+++ Extract to read
By now, you've probably heard about the Great Resignation.
Coined by psychologist Anthony Klotz, the trend involves millions of Americans dropping out of the workforce throughout the economy as it reopened more and more. Over 3.6 million people quit in April, May, June, and July, according to the Bureau of Labor Statistics.
But a certain cohort is leading the way.
According to a recent analysis by the Harvard Business Review that looked at 9 million employee records from more than 4,000 companies, midcareer employees are driving the quits. Resignation rates are highest among 30- to 45-year-old employees, increasing on average by more than 20% over the past year.
That means it's mainly older millennials and younger Gen Xers who are making the Great Resignation so, well, great. Other research backs this finding up.
In late July, a Bankrate survey found that more than half of Americans in the workforce — including a disproportionate number of millennials — planned to look for a new job in the coming year. In August, a study by Personal Capital and The Harris Poll found that two-thirds of Americans surveyed were keen to switch jobs. More than a quarter (78%) of millennials felt that way, as did 47% of Gen Xers. Two-thirds of millennials agreed that "Now would be a great time to make a career move."
Former Insider reporter Tanza Loudenback recently spoke with several millennials who were quitting their jobs during the pandemic, and then Loudenback herself left Insider to freelance full-time.
The reasons for the resignations are plenty, per the HBR: Employers may be less inclined to hire less experienced workers, creating more demand for mid-level workers; this cohort may have postponed switching jobs until some of the dust settled from the pandemic's economic effects; and the pandemic has caused some to reevaluate what they want in both their job and in life.
The geriatric Millennial
Smack in the middle of this job-resigning cohort is the "geriatric millennial," a term popularized by author and leadership Erica Dhawan to describe those turning ages 36 to 41 this year.
++++++
+++ Dataset extract
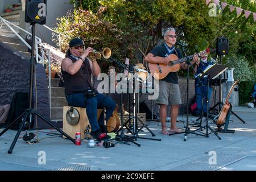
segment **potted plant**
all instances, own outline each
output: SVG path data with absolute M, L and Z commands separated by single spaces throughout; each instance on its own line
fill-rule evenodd
M 48 75 L 48 67 L 47 67 L 46 69 L 47 75 Z M 60 65 L 56 64 L 51 64 L 51 78 L 54 78 L 55 77 L 56 73 L 59 72 L 60 72 Z
M 13 11 L 13 6 L 11 5 L 8 5 L 5 7 L 5 12 L 9 13 Z

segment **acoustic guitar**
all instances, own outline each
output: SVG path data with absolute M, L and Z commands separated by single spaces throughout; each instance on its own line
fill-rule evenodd
M 221 108 L 221 110 L 218 114 L 218 120 L 217 120 L 216 124 L 218 126 L 222 126 L 225 123 L 225 119 L 226 119 L 227 114 L 228 113 L 228 111 L 229 110 L 229 108 L 230 108 L 230 105 L 231 104 L 229 102 L 229 97 L 230 96 L 231 92 L 232 92 L 233 89 L 235 86 L 235 85 L 237 84 L 237 82 L 239 81 L 239 80 L 237 80 L 236 81 L 236 82 L 233 84 L 232 86 L 231 87 L 230 89 L 229 90 L 229 94 L 228 94 L 228 96 L 226 98 L 226 100 L 225 101 L 225 103 L 223 105 L 222 107 Z
M 208 55 L 210 49 L 208 48 L 196 54 L 181 59 L 179 59 L 176 55 L 171 54 L 170 56 L 171 60 L 168 64 L 154 64 L 148 63 L 148 67 L 150 70 L 150 73 L 152 75 L 152 76 L 155 79 L 161 80 L 165 78 L 170 72 L 177 72 L 180 68 L 180 63 L 185 61 L 187 59 L 190 60 L 192 59 L 194 55 L 196 55 L 198 56 L 205 56 Z M 154 75 L 155 73 L 158 74 Z

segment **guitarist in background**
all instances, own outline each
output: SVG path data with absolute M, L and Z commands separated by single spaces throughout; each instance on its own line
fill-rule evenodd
++++++
Action item A: Please rewrite the paragraph of the Great Resignation article beginning "The reasons for the resignations are plenty" as a bulleted list, keeping its main facts.
Action item B: Carry on the Great Resignation article from its final sentence.

Answer area A:
Reasons for the resignations, according to the HBR:
- Employers may be less inclined to hire less experienced workers, which creates more demand for mid-level workers.
- This cohort may have postponed switching jobs until some of the dust from the pandemic's economic effects settled.
- The pandemic has led some people to reevaluate what they want in both their job and their life.

Answer area B:
She said that geriatric millennials are unique because they straddle a digital divide between older and younger generations in the workplace, which enables them to serve as a hybrid role in the workplace by bridging communication styles — teaching traditional communication skills to younger employees and digital body language to older team members.
For example, she said, a geriatric millennial would know to send a Slack message to a Gen Z co-worker instead of calling them out of the blue, which they might find alarming. But they would also know to be mindful of an older co-worker's video background and help walk them through such technology.
By straddling the generational divide, she said, "they can cater to the needs of different people and have different degrees of understanding of the digital world, but also they have a patience for the digital world that maybe future generations won't because they don't know a world without it."
The geriatric millennial ultimately holds a lot of sway in the workplace right now. Being able to act as a generational bridge gives them a unique toolset, making them an asset to any employer seeking to create a cohesive and communicative environment. And with many quitting in droves, they have the power.